▶ _Your objective_
Retyping the entries exactly is all that is required.

▶ _Excerpted records_
═══
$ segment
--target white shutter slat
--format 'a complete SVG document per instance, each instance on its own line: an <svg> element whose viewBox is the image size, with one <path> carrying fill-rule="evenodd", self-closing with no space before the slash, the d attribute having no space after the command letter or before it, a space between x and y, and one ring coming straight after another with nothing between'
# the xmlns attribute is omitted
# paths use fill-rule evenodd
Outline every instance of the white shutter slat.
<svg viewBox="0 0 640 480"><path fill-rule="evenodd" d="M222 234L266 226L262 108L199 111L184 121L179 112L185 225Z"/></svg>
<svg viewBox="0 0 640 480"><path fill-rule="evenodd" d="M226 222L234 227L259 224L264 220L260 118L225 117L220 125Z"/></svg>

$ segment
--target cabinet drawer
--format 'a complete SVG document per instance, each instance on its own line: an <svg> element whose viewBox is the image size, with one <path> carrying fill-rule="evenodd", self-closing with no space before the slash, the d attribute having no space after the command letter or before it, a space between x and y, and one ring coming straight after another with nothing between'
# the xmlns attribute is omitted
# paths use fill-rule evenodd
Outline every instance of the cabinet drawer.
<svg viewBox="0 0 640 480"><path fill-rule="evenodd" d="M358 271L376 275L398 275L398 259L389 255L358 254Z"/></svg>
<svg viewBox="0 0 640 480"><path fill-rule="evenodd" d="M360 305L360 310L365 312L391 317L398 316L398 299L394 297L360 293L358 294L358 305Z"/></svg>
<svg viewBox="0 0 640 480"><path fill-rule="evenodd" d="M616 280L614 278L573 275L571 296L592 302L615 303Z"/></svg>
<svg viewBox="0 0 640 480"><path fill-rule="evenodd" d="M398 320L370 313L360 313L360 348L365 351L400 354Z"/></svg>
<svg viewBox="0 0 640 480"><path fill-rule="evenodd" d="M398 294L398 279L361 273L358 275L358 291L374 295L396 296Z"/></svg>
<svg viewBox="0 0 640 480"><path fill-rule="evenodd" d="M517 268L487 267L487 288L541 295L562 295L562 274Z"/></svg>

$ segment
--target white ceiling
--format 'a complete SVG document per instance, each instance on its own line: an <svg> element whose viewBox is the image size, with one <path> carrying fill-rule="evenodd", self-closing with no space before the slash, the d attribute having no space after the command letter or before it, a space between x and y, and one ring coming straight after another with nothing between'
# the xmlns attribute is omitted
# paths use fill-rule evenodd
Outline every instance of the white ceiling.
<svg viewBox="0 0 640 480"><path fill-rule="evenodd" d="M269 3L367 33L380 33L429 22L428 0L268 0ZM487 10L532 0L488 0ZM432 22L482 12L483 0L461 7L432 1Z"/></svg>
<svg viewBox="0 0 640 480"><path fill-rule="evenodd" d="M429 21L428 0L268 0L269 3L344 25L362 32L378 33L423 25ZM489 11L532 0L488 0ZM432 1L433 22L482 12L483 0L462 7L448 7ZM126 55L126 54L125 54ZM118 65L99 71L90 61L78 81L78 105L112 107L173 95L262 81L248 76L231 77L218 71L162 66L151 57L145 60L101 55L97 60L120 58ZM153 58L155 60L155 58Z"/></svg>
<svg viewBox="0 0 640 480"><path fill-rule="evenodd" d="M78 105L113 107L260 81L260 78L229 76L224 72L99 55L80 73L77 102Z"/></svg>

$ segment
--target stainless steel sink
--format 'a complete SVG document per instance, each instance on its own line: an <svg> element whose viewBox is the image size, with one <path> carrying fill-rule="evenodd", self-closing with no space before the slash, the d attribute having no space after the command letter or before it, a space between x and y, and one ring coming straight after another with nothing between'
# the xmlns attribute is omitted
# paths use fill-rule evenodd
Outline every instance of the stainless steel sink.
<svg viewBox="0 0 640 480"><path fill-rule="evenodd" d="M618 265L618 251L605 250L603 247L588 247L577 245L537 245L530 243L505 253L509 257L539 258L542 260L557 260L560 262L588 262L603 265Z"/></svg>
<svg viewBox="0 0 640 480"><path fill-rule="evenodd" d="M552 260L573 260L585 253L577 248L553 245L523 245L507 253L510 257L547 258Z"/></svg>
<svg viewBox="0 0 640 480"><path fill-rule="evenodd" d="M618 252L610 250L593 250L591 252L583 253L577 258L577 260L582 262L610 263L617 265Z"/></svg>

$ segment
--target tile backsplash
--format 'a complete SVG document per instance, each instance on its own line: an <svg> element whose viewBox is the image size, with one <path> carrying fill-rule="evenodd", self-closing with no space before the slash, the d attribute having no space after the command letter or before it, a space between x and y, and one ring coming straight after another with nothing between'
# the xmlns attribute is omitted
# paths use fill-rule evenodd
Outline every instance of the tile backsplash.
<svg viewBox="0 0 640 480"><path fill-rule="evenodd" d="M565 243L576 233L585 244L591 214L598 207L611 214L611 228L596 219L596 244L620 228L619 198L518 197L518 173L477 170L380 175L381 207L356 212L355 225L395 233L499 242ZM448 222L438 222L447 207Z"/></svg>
═══
▶ _Answer to this task_
$ segment
--target white shutter slat
--format 'a complete SVG document per instance, each instance on its own line: an <svg> element whose viewBox is the image size, with one <path> carrying fill-rule="evenodd", self-closing with no space before the slash, the d attribute having no space after the command letter or before it, a space between x and y, and one ring coming straight after another with nothing between'
# the xmlns attribute is omitted
# paths use fill-rule evenodd
Outline every instance of the white shutter slat.
<svg viewBox="0 0 640 480"><path fill-rule="evenodd" d="M222 234L266 226L262 108L199 111L184 121L179 112L185 225Z"/></svg>
<svg viewBox="0 0 640 480"><path fill-rule="evenodd" d="M226 222L234 227L259 224L264 220L260 118L225 117L220 125Z"/></svg>

$ segment
--target cabinet drawer
--format 'a complete SVG document per instance, each instance on its own line: an <svg> element whose viewBox is the image size, with one <path> carrying fill-rule="evenodd", self-closing with no space before the slash, the d attribute having no space after the command letter or before it, a space between x and y, and one ring coming straight after another with nothing between'
# the xmlns attribute is omitted
# paths use fill-rule evenodd
Outline every instance of the cabinet drawer.
<svg viewBox="0 0 640 480"><path fill-rule="evenodd" d="M358 271L376 275L398 275L398 259L389 255L358 254Z"/></svg>
<svg viewBox="0 0 640 480"><path fill-rule="evenodd" d="M360 305L360 310L365 312L391 317L398 316L398 299L394 297L360 293L358 294L358 305Z"/></svg>
<svg viewBox="0 0 640 480"><path fill-rule="evenodd" d="M616 280L614 278L573 275L571 296L592 302L615 303Z"/></svg>
<svg viewBox="0 0 640 480"><path fill-rule="evenodd" d="M398 320L370 313L360 313L360 348L365 351L400 354Z"/></svg>
<svg viewBox="0 0 640 480"><path fill-rule="evenodd" d="M398 294L398 279L361 273L358 275L358 291L374 295L396 296Z"/></svg>
<svg viewBox="0 0 640 480"><path fill-rule="evenodd" d="M517 268L487 267L487 288L541 295L562 295L562 274Z"/></svg>

$ segment
--target white ceiling
--format 'a complete SVG document per instance, each instance on its own line: an <svg> element whose viewBox is the image size, with one <path> carrying fill-rule="evenodd", self-closing with no space before the slash, the d attribute having no space after the command letter or before it, a space between x and y, and one ring coming straight after another with nothing between'
# the xmlns attribute is omitted
# paths use fill-rule evenodd
Outline every instance of the white ceiling.
<svg viewBox="0 0 640 480"><path fill-rule="evenodd" d="M269 3L367 33L380 33L429 22L428 0L268 0ZM487 10L532 0L488 0ZM432 22L482 12L483 0L461 7L432 1Z"/></svg>
<svg viewBox="0 0 640 480"><path fill-rule="evenodd" d="M429 21L428 0L268 0L269 3L344 25L362 32L378 33L423 25ZM489 11L532 0L488 0ZM432 1L433 22L482 12L483 0L462 7L448 7ZM126 55L126 54L125 54ZM118 65L99 71L90 61L78 81L78 105L112 107L173 95L262 81L248 76L231 77L218 71L162 66L151 57L145 60L101 55L97 60L120 58ZM153 58L155 60L155 58Z"/></svg>
<svg viewBox="0 0 640 480"><path fill-rule="evenodd" d="M78 105L113 107L260 81L260 78L229 76L224 72L99 55L80 73L77 102Z"/></svg>

$ segment
--target stainless steel sink
--format 'a complete SVG document per instance, each instance on its own line: an <svg> element whose viewBox is the image size, with one <path> carrying fill-rule="evenodd", self-closing with no space before the slash, the d attribute having no space after the command letter or before it, a space between x and y, and one ring coming straight after another with nothing between'
# the xmlns attribute is omitted
# paths use fill-rule evenodd
Outline every instance of the stainless steel sink.
<svg viewBox="0 0 640 480"><path fill-rule="evenodd" d="M618 265L618 251L605 250L603 247L588 247L577 245L537 245L530 243L505 253L509 257L539 258L542 260L557 260L560 262L588 262L603 265Z"/></svg>
<svg viewBox="0 0 640 480"><path fill-rule="evenodd" d="M552 260L573 260L585 253L577 248L553 245L523 245L507 253L510 257L547 258Z"/></svg>
<svg viewBox="0 0 640 480"><path fill-rule="evenodd" d="M618 252L610 250L593 250L591 252L583 253L577 258L577 260L582 262L610 263L617 265Z"/></svg>

$ segment
--target tile backsplash
--format 'a complete SVG document per instance, each instance on its own line: an <svg> element whose viewBox is the image size, with one <path> carrying fill-rule="evenodd", self-closing with no space before the slash, the d attribute having no space after the command letter or before it, a space between x and y, and one ring coming straight after another with nothing between'
# the xmlns attribute is omitted
# paths use fill-rule evenodd
Outline every instance of the tile backsplash.
<svg viewBox="0 0 640 480"><path fill-rule="evenodd" d="M565 243L576 233L585 244L591 214L598 207L611 214L611 228L596 219L596 244L620 228L619 198L518 197L518 173L477 170L380 175L381 207L356 212L355 225L395 233L499 242ZM448 222L438 222L447 207Z"/></svg>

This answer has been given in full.